**Required action 1**
Answer these questions from the bleeding disorders text:
(a) Which drugs does it list for evaluation in a patient with a suspected bleeding disorder?
(b) What are bleeding assessment tools (BAT) helpful for?
(c) In which conditions may thrombocytosis occur?
**Required action 2**
Continue the bleeding disorders text from its final line.

**Provided text**
--- START ---
Learning outcome
Distinguish the use of common laboratory tests (Platelet count, APTT, PT, TT) to assess abnormalities of the coagulation cascade
Clinical assessment and classification of bleeding disorders
The clinical assessment of a patient with suspected bleeding disorder should include evaluation of;
- Age of onset and gender
- Extent and type of bleeding – skin, mucosal, ocular, menorrhagia, gastrointestinal, visceral, intra-articular
- If bleeding was spontaneous or provoked e.g. following trauma, post-operative
- Family history of any bleeding
- Bleeding history – umbilical stump bleeding, bleeding following circumcision, tooth extraction
- Drugs – NSAIDS, anti-coagulants, antibiotics
- Alcohol consumption and liver disease
As described in the previous section, many components are responsible for maintaining haemostasis and disorders in each of the components may contribute to bleeding as illustrated below.

Laboratory investigation of bleeding disorders
A through bleeding history should always be obtained before proceeding to perform tests in a patient with suspecting bleeding disorder. Bleeding assessment tools (BAT) are helpful to quantify the patient’s subjective experience of bleeding and bruising.
Platelet count
The normal platelet count is 150 – 400 x 109/L. Thrombocytosis i.e. high platelet counts may occur with iron deficiency, following a haemorrhage or in myeloproliferative neoplasms.
A low platelet count is referred to as thrombocytopenia. Bleeding manifestations usually do not occur until platelet counts are below 100 x 109/L.

Activated partial thromboplastin time (APTT)
--- END ---
**Records shown**
--- START ---
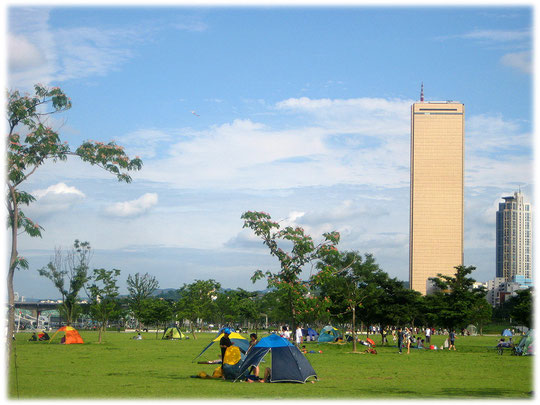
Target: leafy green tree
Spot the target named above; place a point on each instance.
(522, 308)
(139, 288)
(197, 301)
(30, 143)
(303, 252)
(157, 312)
(244, 306)
(481, 312)
(103, 293)
(397, 305)
(69, 274)
(455, 301)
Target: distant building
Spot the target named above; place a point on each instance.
(500, 290)
(514, 239)
(436, 205)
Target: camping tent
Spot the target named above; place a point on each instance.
(236, 338)
(71, 335)
(525, 345)
(310, 334)
(288, 362)
(506, 332)
(172, 332)
(329, 334)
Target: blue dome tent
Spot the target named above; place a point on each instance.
(288, 362)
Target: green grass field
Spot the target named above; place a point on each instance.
(160, 369)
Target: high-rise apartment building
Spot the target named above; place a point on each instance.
(514, 238)
(436, 211)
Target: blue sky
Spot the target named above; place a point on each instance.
(302, 112)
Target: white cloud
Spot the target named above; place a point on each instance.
(58, 189)
(133, 208)
(56, 198)
(356, 141)
(62, 53)
(498, 35)
(144, 142)
(522, 61)
(23, 54)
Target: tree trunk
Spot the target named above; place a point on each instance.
(14, 216)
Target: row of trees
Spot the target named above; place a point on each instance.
(346, 288)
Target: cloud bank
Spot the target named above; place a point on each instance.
(133, 208)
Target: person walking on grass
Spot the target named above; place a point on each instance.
(225, 342)
(299, 337)
(452, 338)
(428, 336)
(400, 339)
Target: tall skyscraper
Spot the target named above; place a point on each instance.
(437, 165)
(514, 239)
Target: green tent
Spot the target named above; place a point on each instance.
(172, 332)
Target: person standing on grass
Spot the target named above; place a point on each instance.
(452, 338)
(299, 337)
(408, 337)
(225, 342)
(428, 336)
(400, 339)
--- END ---
**Answer 1**
(a) NSAIDS, anti-coagulants and antibiotics.
(b) Quantifying the patient's subjective experience of bleeding and bruising.
(c) Iron deficiency, following a haemorrhage, or in myeloproliferative neoplasms.

**Answer 2**
The APTT is a test that assesses the coagulation factors involved in the intrinsic and common pathways. An isolated prolongation of APTT without prolonged PT is usually indicative of a deficiency of either FVIII, FIX, FXI or FXII. Deficiency of vWF associated with von Willebrand disease also causes a prolongation of APTT. This is because vWF is a carrier molecule for FVIII and a deficiency of vWF will also cause low FVIII.
Prothrombin time (PT)
The PT assesses coagulation factors in the extrinsic and common pathways. Isolated prolongation of PT can occur due to FVII deficiency, either congenital, or acquired following therapy with anticoagulants such as warfarin. Prolongation of both PT and APTT is commonly seen in liver disease, vitamin K deficiency, anticoagulant therapy and DIC.
Thrombin time
TT is prolonged when there is either a deficiency or abnormality of fibrinogen. It is commonly seen with acquired hypofibrinogenemia following DIC and hyperfibrinolysis. Anticoagulants that interfere with thrombin activity such as heparin and dabigatran also cause prolongation of TT.